> SHORT TASK:
Repeat exactly the lines below, from the line containing "Find the glass pendant" through the last line, both included. Leave out any pictures.

# # # #

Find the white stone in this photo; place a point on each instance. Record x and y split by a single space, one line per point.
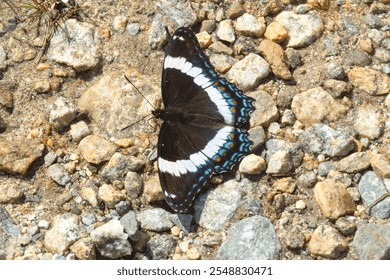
302 29
250 25
225 31
248 72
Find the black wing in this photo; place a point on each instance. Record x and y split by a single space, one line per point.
190 82
190 154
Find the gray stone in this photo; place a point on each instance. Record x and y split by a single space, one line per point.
373 21
257 135
337 88
346 225
327 242
358 58
253 238
58 174
222 62
368 122
122 207
76 44
3 56
248 72
371 187
321 139
111 241
133 28
179 13
307 180
119 165
266 111
183 221
119 23
130 224
156 219
214 208
113 104
157 33
252 164
225 31
315 106
96 149
302 29
50 158
64 232
325 167
17 155
61 113
335 70
354 163
372 242
289 154
88 219
10 193
160 247
133 184
79 130
9 234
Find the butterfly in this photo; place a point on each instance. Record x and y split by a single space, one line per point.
202 132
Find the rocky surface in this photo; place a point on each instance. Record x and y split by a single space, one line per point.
78 177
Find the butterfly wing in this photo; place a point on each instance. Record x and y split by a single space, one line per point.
190 82
188 155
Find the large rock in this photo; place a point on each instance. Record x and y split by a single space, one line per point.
321 139
253 238
248 72
303 29
76 44
17 156
316 106
113 103
369 81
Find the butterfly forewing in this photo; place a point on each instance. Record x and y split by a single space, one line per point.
203 118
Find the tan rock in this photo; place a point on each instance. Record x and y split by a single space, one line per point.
10 193
370 81
16 156
286 185
275 32
266 111
354 163
84 249
204 39
193 254
333 199
380 164
315 106
277 59
366 45
96 149
322 4
110 195
327 242
252 164
368 122
152 190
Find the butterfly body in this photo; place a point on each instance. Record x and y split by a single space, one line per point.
203 117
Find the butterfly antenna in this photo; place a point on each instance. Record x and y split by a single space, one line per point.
167 32
126 127
140 93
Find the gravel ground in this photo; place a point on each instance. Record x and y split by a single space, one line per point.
76 183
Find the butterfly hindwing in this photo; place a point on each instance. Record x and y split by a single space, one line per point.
203 116
188 161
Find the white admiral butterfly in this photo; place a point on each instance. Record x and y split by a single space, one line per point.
204 114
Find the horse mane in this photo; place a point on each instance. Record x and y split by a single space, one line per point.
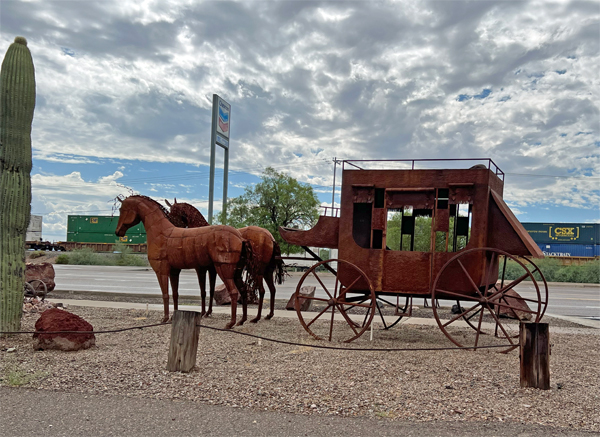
184 215
162 208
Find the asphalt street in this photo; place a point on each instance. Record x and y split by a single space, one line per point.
571 300
49 413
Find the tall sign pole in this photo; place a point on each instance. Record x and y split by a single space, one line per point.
221 126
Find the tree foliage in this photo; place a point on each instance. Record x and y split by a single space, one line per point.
278 200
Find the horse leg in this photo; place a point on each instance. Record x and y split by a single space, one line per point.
271 285
226 273
163 282
174 276
240 286
261 297
212 278
201 273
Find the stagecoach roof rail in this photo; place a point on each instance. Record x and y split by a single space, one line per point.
491 165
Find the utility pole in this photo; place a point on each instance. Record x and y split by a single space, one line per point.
333 192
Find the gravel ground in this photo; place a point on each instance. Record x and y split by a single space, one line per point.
240 371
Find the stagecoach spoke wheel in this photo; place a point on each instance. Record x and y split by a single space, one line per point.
343 305
381 304
483 284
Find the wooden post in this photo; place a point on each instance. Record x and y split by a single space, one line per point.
185 330
535 355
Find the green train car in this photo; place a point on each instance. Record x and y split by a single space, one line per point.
101 229
571 233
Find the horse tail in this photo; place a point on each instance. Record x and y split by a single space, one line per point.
251 267
276 264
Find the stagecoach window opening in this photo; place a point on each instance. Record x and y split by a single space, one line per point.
361 225
460 224
409 229
377 239
379 197
442 199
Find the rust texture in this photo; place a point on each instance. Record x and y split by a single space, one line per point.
171 249
268 268
467 234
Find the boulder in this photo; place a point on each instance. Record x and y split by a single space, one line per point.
512 298
306 291
55 319
40 272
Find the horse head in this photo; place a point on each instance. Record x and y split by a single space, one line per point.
128 217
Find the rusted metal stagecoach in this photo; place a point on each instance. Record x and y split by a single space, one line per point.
405 233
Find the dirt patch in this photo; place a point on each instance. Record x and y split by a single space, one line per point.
235 370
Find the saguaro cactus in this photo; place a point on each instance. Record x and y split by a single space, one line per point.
17 94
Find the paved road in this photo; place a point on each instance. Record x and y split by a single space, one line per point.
564 299
46 413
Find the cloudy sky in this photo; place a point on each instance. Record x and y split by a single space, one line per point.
124 92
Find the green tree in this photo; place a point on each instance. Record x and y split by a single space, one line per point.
278 200
17 103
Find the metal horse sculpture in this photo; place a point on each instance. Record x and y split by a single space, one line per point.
184 215
171 249
269 264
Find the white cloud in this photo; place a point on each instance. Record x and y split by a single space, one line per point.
130 80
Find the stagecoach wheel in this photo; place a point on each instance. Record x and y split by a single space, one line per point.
341 313
381 303
539 278
481 304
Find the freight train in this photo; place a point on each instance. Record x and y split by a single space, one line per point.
566 240
559 240
95 232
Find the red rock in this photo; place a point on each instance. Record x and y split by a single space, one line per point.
308 291
55 319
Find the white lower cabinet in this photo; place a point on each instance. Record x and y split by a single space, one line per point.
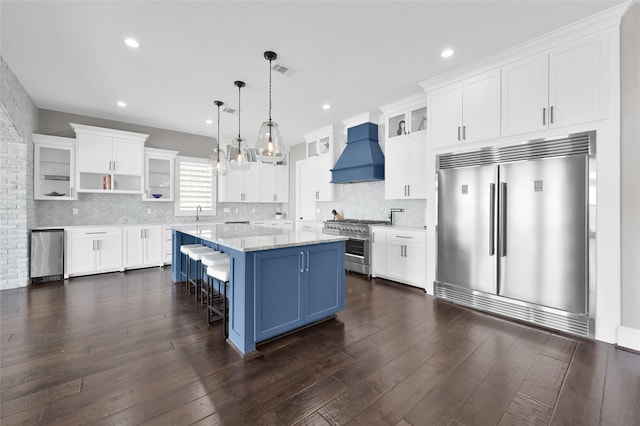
93 250
143 246
280 223
167 246
399 255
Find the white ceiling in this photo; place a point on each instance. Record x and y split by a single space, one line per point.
355 55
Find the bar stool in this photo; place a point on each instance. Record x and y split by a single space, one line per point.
184 251
206 261
195 254
220 272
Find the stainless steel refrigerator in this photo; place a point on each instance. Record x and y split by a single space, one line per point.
513 231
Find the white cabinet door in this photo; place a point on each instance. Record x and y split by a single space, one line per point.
109 253
395 260
94 153
133 246
378 252
230 187
80 253
525 95
324 164
251 184
305 188
128 157
445 112
395 168
267 182
281 183
416 160
481 107
577 87
415 261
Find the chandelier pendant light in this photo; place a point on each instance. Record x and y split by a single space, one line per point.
218 165
269 145
239 155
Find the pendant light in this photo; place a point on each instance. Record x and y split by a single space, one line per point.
218 165
269 145
239 155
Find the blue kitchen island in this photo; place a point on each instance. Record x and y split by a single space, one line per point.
280 280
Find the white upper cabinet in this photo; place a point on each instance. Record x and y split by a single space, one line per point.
406 148
466 111
274 183
564 86
54 168
109 160
159 169
240 185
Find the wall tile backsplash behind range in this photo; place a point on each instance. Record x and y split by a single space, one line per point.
366 200
108 209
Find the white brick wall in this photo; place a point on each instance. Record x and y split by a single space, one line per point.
14 256
18 121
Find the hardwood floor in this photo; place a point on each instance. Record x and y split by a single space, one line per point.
133 348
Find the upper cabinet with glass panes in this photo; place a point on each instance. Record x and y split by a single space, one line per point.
406 116
321 141
54 168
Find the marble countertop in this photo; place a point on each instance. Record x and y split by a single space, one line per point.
243 237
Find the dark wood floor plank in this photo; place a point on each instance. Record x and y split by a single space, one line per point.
133 348
621 396
364 392
580 398
526 411
544 380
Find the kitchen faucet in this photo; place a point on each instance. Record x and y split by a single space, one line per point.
392 211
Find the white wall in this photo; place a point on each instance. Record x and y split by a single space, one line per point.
18 120
630 171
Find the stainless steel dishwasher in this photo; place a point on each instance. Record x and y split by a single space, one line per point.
47 255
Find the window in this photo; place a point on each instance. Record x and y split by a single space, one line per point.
194 187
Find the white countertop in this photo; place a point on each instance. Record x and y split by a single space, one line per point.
243 237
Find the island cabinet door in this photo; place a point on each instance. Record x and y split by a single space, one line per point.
323 281
278 292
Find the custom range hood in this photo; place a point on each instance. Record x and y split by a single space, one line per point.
362 159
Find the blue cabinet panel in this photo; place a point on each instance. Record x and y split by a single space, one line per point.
324 282
278 292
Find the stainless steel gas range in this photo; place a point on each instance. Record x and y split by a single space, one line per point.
358 246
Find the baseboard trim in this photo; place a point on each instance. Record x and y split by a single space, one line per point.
629 338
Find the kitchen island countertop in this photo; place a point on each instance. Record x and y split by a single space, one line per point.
247 237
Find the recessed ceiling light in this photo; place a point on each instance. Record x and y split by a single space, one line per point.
132 42
446 53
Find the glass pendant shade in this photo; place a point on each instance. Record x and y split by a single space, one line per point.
218 164
269 147
269 144
239 154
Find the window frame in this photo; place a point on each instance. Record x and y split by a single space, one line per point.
178 211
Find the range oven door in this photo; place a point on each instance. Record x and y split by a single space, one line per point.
357 251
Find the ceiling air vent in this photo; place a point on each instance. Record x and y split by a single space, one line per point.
283 69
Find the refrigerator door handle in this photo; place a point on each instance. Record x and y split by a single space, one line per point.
502 220
492 214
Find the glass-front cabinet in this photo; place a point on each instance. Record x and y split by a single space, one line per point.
159 174
407 120
54 168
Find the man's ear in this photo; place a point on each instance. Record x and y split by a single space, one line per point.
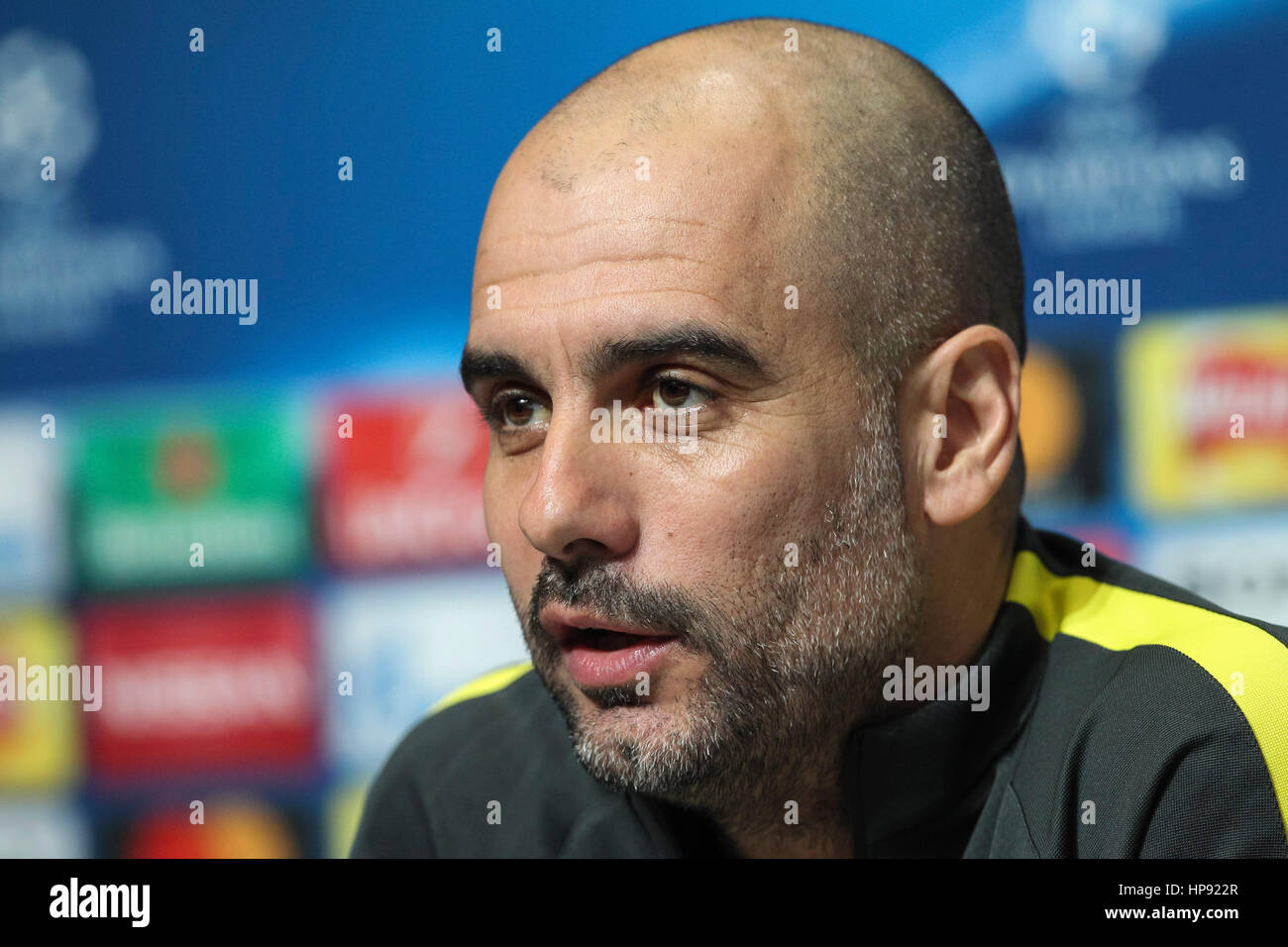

# # # #

> SOLUTION FOR THIS EXERCISE:
Find the glass pendant shade in this photo; place a point on each instance. Record x and y split by a single space, one line per point.
218 164
269 147
269 144
239 154
Find the window frame in this photo; place a point on each instance. Record x and y split by a single space, one line per point.
178 211
Find the range oven door in this photo; place a point on each instance. Record x and y split by a single space, one line per point.
357 251
Find the ceiling air vent in this photo; place a point on each instance. Record x and y split by a single space, one line per point.
283 69
Find the refrigerator door handle in this photo; place a point on each instance. Record x and y split by a single space, one line per point.
502 220
492 214
Find the glass-front cabinet in this photo; place a point on each instance. Record x and y split by a single space, one line per point.
159 174
407 120
54 168
Find the man's ear in this photo; place a point on each instance. Record x and y split by a single space, one line per point.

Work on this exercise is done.